==== Document

She doesn't want to die because she worries what will become of her son,
Kevin, who has Down syndrome.
"I'm in a group of mothers who have disabled kids, and we all share
the same thing," said Mrs. Colacello, 42, who lives in West Windsor,
N.J. "We're terrified of dying."
For the parents of disabled children, that is often the essence of
retirement and estate planning. There are few idyllic thoughts of golf
courses and warm weather, few pleasant musings about who should inherit
the family antiques. Instead there is dread, an underlying knowledge
that no matter how many arrangements have been made and how much money
has been provided, no one will care for a child with Down syndrome or
autism or cerebral palsy the way parents have.
That worrying starts early: Kevin is only 3. And it is difficult to
escape. Betty Stone of Des Plaines, Ill., also has a son with Down
syndrome, but he is 40, and she is 81.
"My main concern is the future," said Mrs. Stone, whose husband died
six months ago. "That's the big concern for all parents, no matter how
old your child is."

========

Given task a
According to the article on parents of disabled children, why doesn't Mrs. Colacello want to die?

==== Stored rows

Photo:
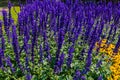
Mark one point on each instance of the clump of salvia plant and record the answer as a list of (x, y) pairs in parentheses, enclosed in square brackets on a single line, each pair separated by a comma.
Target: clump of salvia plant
[(53, 40)]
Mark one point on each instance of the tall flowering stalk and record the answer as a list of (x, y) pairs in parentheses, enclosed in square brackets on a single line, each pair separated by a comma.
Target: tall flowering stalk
[(70, 56), (16, 46)]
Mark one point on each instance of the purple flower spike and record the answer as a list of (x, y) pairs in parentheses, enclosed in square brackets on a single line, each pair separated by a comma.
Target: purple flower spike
[(1, 32), (100, 78), (70, 56)]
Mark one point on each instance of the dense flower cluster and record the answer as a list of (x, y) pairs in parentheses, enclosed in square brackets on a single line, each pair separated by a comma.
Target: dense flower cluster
[(56, 40), (114, 57)]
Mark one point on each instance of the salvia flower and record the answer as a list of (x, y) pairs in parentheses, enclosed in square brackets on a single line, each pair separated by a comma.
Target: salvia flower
[(77, 75), (117, 45), (10, 64), (1, 32), (58, 64), (70, 56), (100, 78)]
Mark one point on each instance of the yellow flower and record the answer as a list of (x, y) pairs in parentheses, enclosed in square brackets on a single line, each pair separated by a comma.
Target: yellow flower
[(104, 40)]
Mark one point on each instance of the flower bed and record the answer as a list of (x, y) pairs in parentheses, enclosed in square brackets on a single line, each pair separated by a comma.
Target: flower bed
[(60, 41)]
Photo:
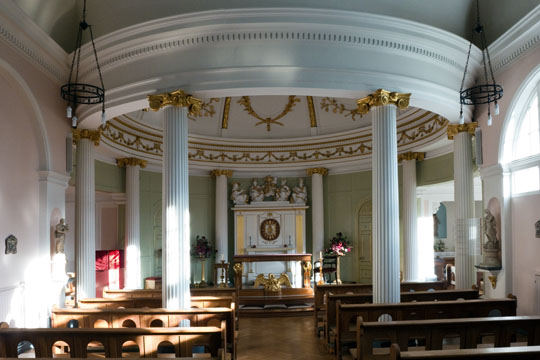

========

Given task b
Rewrite the rows starting at the line that contains "Mark one point on each instance of the yellow" and ending at the end of the rows. Replace "instance" with "occurrence", keep everything else the same, and leave out the pictures.

Task response a
She worries about what will become of her son, Kevin, who has Down syndrome.

Task response b
Mark one point on each occurrence of the yellow flower and record the answer as a list of (x, y) pairs in parentheses, enclosed in square brackets on a single line, each pair separated by a comma.
Target: yellow flower
[(104, 40)]
Mark one point on each occurrence of the flower bed and record the answer as a list of (x, y) pairs in parentheses, enclosed in square brackets on a single line, each pair separated by a comma.
Target: flower bed
[(60, 41)]
Photo:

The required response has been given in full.